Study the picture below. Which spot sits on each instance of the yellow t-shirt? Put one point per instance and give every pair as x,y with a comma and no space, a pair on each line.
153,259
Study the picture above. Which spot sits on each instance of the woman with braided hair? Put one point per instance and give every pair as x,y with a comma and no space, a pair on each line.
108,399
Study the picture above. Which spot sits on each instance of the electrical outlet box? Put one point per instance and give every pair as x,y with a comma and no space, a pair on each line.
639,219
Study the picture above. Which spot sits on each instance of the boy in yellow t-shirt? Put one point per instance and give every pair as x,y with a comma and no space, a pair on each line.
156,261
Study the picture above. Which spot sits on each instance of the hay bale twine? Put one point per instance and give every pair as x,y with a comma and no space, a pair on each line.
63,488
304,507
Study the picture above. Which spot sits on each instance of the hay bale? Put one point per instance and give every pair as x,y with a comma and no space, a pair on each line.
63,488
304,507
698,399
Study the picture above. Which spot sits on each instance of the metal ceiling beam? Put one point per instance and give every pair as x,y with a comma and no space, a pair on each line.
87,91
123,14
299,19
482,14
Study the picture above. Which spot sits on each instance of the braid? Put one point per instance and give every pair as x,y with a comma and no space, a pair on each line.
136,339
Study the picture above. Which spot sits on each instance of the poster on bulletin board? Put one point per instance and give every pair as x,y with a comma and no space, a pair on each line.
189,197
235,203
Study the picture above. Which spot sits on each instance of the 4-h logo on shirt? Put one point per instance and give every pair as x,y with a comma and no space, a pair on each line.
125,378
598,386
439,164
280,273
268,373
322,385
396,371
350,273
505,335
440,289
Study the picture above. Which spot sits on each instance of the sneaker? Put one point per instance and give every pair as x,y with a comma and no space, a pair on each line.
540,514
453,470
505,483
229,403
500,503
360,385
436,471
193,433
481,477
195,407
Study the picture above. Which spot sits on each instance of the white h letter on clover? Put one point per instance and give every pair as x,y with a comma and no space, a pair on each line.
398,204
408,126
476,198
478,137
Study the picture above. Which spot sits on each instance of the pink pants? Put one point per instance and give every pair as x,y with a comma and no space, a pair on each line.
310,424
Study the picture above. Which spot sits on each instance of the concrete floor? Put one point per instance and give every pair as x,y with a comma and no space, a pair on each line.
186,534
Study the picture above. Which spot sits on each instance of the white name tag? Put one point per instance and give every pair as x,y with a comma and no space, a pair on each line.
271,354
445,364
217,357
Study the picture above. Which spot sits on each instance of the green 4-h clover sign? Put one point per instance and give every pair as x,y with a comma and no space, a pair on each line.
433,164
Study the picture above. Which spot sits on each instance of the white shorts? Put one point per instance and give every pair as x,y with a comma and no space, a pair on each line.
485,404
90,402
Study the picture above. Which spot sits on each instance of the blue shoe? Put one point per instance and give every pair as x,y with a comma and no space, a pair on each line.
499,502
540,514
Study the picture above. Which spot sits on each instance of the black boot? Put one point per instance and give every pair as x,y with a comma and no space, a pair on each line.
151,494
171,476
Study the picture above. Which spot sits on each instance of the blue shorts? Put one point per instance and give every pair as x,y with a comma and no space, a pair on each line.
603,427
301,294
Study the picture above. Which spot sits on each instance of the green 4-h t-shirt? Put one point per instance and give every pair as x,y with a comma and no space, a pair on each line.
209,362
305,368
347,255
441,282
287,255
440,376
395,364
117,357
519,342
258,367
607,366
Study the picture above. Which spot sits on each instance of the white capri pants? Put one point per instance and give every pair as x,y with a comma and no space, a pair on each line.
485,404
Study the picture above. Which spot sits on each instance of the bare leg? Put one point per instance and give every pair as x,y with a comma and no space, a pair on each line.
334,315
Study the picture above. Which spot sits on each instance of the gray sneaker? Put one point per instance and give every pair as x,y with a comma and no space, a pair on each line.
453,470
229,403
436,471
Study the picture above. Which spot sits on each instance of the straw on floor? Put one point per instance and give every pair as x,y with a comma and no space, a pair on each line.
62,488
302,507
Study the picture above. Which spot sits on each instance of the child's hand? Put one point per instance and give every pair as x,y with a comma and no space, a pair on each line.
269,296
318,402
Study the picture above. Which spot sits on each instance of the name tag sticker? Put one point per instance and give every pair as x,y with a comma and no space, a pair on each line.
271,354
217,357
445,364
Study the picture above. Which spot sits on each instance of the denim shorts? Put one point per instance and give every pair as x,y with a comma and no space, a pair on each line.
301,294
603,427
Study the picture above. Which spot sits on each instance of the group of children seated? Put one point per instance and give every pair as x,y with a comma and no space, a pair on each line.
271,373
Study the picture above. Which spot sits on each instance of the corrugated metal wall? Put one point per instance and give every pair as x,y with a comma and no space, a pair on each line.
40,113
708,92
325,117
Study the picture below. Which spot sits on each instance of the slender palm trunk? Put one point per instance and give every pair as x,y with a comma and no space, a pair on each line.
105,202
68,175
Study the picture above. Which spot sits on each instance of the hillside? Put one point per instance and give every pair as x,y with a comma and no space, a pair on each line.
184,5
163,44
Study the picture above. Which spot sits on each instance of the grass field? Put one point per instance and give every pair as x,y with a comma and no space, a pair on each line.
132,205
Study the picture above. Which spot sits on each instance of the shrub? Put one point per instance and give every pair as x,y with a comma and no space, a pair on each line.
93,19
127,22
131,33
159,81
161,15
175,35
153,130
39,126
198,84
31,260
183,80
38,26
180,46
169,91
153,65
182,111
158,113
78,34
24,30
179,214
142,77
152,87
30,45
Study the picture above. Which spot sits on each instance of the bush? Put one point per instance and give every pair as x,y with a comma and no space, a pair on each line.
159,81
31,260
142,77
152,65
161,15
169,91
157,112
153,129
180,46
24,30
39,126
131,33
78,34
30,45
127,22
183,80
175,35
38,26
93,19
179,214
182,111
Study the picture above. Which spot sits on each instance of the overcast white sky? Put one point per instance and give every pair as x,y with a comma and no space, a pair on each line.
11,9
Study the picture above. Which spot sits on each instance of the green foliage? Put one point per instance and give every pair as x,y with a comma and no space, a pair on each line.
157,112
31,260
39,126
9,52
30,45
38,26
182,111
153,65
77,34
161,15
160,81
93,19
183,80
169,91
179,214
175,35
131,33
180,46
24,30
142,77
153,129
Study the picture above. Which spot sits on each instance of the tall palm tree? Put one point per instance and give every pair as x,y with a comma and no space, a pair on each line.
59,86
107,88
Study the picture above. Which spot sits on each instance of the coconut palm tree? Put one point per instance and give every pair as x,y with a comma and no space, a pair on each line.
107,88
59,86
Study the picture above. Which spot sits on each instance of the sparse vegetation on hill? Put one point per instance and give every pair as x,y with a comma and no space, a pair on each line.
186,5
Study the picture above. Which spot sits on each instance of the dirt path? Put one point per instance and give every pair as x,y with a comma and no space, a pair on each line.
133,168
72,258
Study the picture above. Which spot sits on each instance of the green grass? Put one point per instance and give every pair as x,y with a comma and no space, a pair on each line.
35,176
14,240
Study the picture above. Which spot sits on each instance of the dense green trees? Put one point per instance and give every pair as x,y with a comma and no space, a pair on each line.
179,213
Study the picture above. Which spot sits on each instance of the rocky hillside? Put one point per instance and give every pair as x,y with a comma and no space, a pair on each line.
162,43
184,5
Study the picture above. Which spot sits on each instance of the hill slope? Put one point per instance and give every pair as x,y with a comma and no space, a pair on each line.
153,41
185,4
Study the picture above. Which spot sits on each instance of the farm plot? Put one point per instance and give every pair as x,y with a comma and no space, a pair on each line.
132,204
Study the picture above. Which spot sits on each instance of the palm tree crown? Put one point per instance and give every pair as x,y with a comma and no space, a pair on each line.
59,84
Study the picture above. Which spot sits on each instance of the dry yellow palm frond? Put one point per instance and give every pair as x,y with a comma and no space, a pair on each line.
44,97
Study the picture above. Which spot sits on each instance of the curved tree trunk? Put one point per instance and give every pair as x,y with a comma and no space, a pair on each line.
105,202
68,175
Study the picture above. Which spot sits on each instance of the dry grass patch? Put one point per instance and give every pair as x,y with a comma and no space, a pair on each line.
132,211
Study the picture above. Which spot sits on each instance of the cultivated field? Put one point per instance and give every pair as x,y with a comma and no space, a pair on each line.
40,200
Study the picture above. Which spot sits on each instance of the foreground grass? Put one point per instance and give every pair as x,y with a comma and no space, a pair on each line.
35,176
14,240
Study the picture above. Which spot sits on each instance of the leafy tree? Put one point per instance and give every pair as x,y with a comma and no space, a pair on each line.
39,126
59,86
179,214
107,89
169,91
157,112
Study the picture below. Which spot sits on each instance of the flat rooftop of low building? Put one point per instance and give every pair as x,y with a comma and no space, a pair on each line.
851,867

*PROBLEM STATEMENT*. Please quote exactly the lines from the one containing "the dry grass" through the last line of the records above, both included, and nothing else.

*SOLUTION TO THIS PROBLEM*.
Study the picture above. Which spot sits on each instance of the dry grass patch? Put one point per instance and give every pair as x,y with a comma and no space, a pair on each line.
132,211
Study the picture above. Which spot sits on each instance of the cultivated field? Put one point per instance and give every pair as x,y with a comma and no space, a pair on each line.
40,200
Study the picture above. Which spot sits on each instance of the foreground grass? Put one point per instance and give every pair as x,y with a comma and no space, a pair on each line.
35,176
14,240
Study the picture above. Which spot sits on each instance of the leafy tree? Put one point per instance and give every pair as x,y with a comma and no space, a pair on each line.
39,126
59,86
179,214
107,89
169,91
157,112
Study the picture below. Which spot sits on each instance of the flat rooftop of low building? Put one point per instance and give every pair as x,y with a comma and no space, a pair on each line.
851,867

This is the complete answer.